Document text:
+++++

# another carved bowl



## Twig Man (Oct 14, 2012)

This is a bowl that I made with my adze and gouges


----------



## NYWoodturner (Oct 14, 2012)

Nice bowl ! Is that what would be considered a dough raising bowl?

On another note - just curious how that hophorn beam is holding up under use?
Scott


----------



## Twig Man (Oct 14, 2012)

NYWoodturner said:


> Nice bowl ! Is that what would be considered a dough raising bowl?
> 
> On another note - just curious how that hophorn beam is holding up under use?
> Scott



It would be considered a dough bowl and the mallet is working great!!


----------



## Kenbo (Oct 14, 2012)

Another gorgeous piece my man. Just gorgeous.


----------



## NYWoodturner (Oct 14, 2012)

Twig Man said:


> NYWoodturner said:
> 
> 
> > Nice bowl ! Is that what would be considered a dough raising bowl?
> ...



I found another piece of that in my shop while I was rummaging through... rather cataloging my stock. It is a half round that is about 5" wide and about 24" long. If your interested let me know and I will get some real measurements and some pics.


----------



## Twig Man (Oct 14, 2012)

NYWoodturner said:


> Twig Man said:
> 
> 
> > NYWoodturner said:
> ...



I am good, hope this mallet last a while LOL


----------

+++++

Data:

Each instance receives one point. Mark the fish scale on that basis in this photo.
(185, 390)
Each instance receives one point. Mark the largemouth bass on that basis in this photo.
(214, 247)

+++++

What the exercise asks:
Rewrite the dough bowl thread starting at "I found another" and ending at "and some pics.", swapping "shop" for "garage".

Correct answer:
I found another piece of that in my garage while I was rummaging through... rather cataloging my stock. It is a half round that is about 5" wide and about 24" long. If your interested let me know and I will get some real measurements and some pics.